[Work order] Extend the blog post on divided government and the stock market below, picking up right after its last sentence.

[Passage shown]
■ ■ ■ ■ ■ ■ ■

Friday, October 13, 2006

Divided Government

MSN Money has an article today called "An investment Guide to the MidTerm Elections" which addresses my comment from a recent post that investors were probably hoping for a Democratic takeover of Congress because they perceive divided government as good for the market:

Forget politics. Before you cast your ballot in November, think how it will affect your portfolio.

Some on Wall Street expect the stock market to benefit if the Democrats gain enough seats to take control of the House of Representatives. The linchpin of this idea is that political gridlock is good for stocks. A Congress divided between a Democrat-controlled House and a Republican-run Senate and White House reduces the chance that lawmakers will upset the legal and regulatory status quo.

I don't really agree with the analysis, but I do believe that a lot of people think this way. The idea seems to be that gridlock reduces the chances of legislation passing and therefore spending may be brought under some kind of control:

But if bonds make up a big part of your portfolio, you may want to support Democrats this year, the study suggests. It shows that during periods of divided government, bonds generally beat stocks. Johnson and his colleagues conclude that gridlock does lead to a slowdown in legislation and to slower growth in spending. That should mean smaller budget deficits, which means the government needs to issue less debt. That could lead to lower interest rates, and since bond prices move inversely with yields, bond holders tend to benefit.

■ ■ ■ ■ ■ ■ ■

[Data to examine]
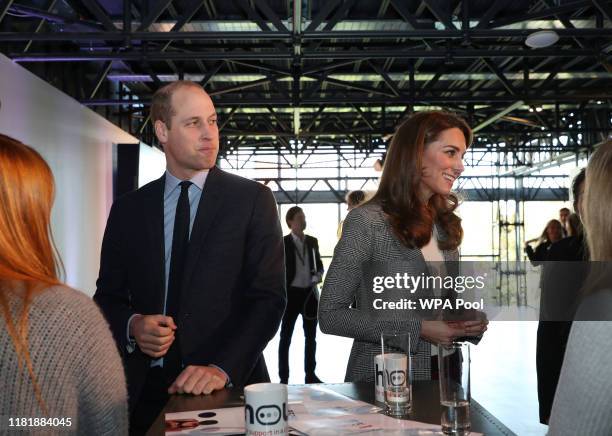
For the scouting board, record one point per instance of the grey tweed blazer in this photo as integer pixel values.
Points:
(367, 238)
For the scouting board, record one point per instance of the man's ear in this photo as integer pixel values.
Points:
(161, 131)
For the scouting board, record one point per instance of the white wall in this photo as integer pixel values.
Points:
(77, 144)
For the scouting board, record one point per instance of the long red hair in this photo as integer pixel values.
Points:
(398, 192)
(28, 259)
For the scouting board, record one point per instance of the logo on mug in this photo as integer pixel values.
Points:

■ ■ ■ ■ ■ ■ ■

[Answer]
My fear is that divided government at this time in history will just result in the same spending from Republicans on defense and increased spending on domestic programs from Democrats. Discretionary spending growth under Republican control has already been growing at rates faster than inflation. Luckily, it has grown slower than the rate of increase in tax revenues and that coupled with above trend GDP growth has reduced the deficit as a percentage of GDP. However, with the Baby Boomers starting to retire, the current deficit pales in comparison with the long run budget problems created by Social Security and Medicare. Divided government will certainly make it less likely that Congress will address those issues.